> Text for analysis:

OpenOB is an audio over IP (AoIP) transciever tool that can manage establishment and recovery of AoIP links in a low overhead manner.

It supports lossless linear PCM audio as well as the Opus audio codec for compressed audio operation. It is designed to operate as a standalone tool, but is also straightforward to use in your own projects, such as for building AoIP hardware.

Architecture

OpenOB is a peer to peer audio streaming system with a central configuration server.

The program itself is a set of Python classes wrapping the PyGST bindings for the GStreamer media framework, which itself performs the audio encoding/decoding and transmission.

An OpenOB link is comprised of a receiver and transmitter pair.

All OpenOB transmitters and receivers communicate configuration data by way of a configuration server.

The audio is sent directly between transmitter and receiver using the Real Time Protocol.

Audio Quality

OpenOB in linear PCM mode with appropriate sound cards is measurably transparent, over any network (assuming properly configured jitter buffer and sufficient bandwidth).

In Opus mode, OpenOB performs as well as the codec permits, which in the case of Opus is very well - at higher bitrates it is generally accepted to be equivalent in quality to higher-bitrate AAC and MP3 (ie 96k Opus beats 128k MP3). At lower bitrates, it also performs well, beating out codecs like G.722 for speech content.

The main limiting factors to quality are the sound cards used in the computers used by OpenOB, and available bitrate.

For most entry-level broadcast purposes, sufficiently well-engineered integrated audio cards may be sufficient for users. However, for professional use, the use of a professional sound card is typically required. OpenOB plays well with ALSA and JACK as well as other GStreamer supported audio sources, giving you excellent out of the box compatibility with a wide range of professional audio cards.

System Requirements

OpenOB is relatively lightweight and will run on many systems; the requirement for near-real-time audio does impose more restrictions than mere CPU and RAM requirements.

The following is a recommended set of specifications that are known to run OpenOB and handle external sound cards without issue.

  • Dual-core Intel Atom, i3 or better @ 1.2GHz or better
  • 512MB RAM (2GB if you want a desktop environment)
  • 100Mbps NIC
  • Debian Wheezy (7.0)

OpenOB has been known to run on systems with significantly lower specifications.

Embedded Systems

Many embedded platforms, typically using ARM processors, offer a low cost Linux environment. Due to various issues around bus speeds, clock stability and CPU capability not all such platforms will work without audio discontinuities.

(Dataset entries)

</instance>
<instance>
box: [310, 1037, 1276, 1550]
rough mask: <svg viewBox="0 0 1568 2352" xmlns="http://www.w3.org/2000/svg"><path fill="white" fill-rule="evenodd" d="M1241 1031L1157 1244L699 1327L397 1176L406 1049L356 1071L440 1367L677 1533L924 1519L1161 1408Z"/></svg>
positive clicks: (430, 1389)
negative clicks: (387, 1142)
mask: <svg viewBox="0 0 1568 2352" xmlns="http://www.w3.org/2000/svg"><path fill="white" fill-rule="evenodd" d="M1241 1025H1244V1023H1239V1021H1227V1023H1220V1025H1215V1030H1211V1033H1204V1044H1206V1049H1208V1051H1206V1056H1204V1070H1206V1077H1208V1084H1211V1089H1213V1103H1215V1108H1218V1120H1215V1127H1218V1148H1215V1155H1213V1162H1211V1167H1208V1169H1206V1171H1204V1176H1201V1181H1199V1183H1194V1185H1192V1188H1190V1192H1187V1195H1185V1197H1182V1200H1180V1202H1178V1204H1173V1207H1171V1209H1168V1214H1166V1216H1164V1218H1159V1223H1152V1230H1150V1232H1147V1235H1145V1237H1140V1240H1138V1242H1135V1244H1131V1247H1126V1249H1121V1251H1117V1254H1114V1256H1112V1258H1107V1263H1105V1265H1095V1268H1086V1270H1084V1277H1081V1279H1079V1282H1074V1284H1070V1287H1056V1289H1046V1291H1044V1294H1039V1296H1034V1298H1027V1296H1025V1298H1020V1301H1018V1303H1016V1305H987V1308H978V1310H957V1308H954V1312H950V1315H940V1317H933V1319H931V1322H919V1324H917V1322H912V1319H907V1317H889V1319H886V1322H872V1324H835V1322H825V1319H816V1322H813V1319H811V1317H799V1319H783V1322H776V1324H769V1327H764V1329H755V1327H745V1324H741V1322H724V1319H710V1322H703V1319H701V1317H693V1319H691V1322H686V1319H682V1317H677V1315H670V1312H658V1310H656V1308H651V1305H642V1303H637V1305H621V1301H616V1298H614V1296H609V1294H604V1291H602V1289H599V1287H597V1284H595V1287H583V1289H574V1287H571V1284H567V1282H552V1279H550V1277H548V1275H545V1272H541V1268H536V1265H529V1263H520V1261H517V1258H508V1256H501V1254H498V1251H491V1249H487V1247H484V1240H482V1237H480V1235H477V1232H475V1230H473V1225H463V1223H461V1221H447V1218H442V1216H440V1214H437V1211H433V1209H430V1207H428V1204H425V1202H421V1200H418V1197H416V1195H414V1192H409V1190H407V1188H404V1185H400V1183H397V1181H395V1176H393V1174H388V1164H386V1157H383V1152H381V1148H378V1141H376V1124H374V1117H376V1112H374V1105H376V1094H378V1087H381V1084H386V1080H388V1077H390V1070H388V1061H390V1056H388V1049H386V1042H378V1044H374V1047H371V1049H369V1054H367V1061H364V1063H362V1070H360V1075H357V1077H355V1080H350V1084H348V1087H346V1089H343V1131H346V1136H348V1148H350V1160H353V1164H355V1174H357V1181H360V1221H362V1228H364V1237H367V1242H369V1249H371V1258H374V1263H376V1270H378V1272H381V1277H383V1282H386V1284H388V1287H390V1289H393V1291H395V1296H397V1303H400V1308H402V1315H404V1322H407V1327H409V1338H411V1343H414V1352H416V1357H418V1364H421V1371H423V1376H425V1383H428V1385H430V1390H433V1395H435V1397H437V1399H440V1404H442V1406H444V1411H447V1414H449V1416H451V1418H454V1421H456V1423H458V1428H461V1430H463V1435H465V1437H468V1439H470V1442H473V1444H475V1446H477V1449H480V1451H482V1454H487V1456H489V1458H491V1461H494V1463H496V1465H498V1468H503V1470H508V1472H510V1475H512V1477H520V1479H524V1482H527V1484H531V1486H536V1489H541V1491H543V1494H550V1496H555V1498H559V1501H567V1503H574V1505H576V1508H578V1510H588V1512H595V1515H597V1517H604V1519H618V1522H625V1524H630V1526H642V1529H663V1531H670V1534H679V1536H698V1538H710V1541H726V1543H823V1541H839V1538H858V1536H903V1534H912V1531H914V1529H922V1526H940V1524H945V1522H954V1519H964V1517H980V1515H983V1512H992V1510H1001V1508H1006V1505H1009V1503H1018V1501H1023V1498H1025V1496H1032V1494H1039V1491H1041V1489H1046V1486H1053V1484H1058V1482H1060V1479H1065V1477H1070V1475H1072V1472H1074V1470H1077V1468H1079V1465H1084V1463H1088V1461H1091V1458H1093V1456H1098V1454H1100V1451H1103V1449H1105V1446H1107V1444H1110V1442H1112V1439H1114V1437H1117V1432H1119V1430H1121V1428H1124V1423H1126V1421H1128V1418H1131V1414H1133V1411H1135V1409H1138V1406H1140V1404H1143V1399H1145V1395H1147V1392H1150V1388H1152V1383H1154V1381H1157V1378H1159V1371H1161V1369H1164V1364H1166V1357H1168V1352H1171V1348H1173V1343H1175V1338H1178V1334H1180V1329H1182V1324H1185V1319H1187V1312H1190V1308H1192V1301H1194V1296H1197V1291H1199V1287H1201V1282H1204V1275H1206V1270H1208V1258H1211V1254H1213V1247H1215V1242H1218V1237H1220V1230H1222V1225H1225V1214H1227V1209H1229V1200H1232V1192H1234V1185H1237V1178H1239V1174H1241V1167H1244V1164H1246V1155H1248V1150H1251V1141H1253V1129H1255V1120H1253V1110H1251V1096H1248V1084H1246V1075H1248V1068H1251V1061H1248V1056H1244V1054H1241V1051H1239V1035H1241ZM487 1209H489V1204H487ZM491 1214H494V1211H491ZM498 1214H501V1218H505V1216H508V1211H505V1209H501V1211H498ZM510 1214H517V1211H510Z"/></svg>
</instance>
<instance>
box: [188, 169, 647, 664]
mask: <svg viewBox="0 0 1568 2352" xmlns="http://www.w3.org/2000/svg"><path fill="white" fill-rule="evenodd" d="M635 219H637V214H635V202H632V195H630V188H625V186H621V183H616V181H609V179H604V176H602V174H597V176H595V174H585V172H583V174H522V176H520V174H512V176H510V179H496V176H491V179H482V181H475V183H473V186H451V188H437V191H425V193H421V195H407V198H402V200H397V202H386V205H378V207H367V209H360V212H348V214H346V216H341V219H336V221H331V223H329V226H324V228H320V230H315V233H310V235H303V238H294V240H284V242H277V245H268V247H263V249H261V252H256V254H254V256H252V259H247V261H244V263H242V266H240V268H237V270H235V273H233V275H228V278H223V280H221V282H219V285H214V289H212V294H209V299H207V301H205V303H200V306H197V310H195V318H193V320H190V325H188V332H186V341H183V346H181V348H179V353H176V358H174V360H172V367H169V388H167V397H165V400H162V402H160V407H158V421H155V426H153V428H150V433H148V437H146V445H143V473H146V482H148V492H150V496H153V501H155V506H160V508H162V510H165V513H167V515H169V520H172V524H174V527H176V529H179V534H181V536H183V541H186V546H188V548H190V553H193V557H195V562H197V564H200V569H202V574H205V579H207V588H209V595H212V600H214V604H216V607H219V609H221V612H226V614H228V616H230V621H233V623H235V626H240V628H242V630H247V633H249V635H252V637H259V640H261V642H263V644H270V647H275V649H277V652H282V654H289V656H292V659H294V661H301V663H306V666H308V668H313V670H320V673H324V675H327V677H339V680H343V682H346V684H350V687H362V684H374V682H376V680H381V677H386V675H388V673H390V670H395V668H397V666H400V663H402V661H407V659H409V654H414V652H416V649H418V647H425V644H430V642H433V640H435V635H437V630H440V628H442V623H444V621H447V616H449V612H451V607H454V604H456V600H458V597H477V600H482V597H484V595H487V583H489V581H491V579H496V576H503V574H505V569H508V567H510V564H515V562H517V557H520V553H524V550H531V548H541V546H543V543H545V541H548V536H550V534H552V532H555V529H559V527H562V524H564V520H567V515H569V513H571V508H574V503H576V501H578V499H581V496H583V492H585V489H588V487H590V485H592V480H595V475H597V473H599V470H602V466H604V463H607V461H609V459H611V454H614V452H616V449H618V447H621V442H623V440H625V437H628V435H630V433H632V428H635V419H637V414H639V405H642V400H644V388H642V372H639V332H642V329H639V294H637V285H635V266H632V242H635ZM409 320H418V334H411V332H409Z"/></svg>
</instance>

> Tasks:
- 1) State whether each statement agrees with the OpenOB text, answering yes or no and quoting the words of the text that decide it: (a) OpenOB sends its audio by way of the configuration server; (b) the recommended specifications include 512MB of RAM; (c) 96k Opus outperforms 128k MP3.
- 2) Filter the records, copying every line that contains the string "clicks".
The OpenOB text and the records have no connection to each other.

> Task-by-task solutions:
- 1)
(a) No: "The audio is sent directly between transmitter and receiver using the Real Time Protocol."
(b) Yes: "512MB RAM (2GB if you want a desktop environment)"
(c) Yes: "ie 96k Opus beats 128k MP3"

- 2)
positive clicks: (430, 1389)
negative clicks: (387, 1142)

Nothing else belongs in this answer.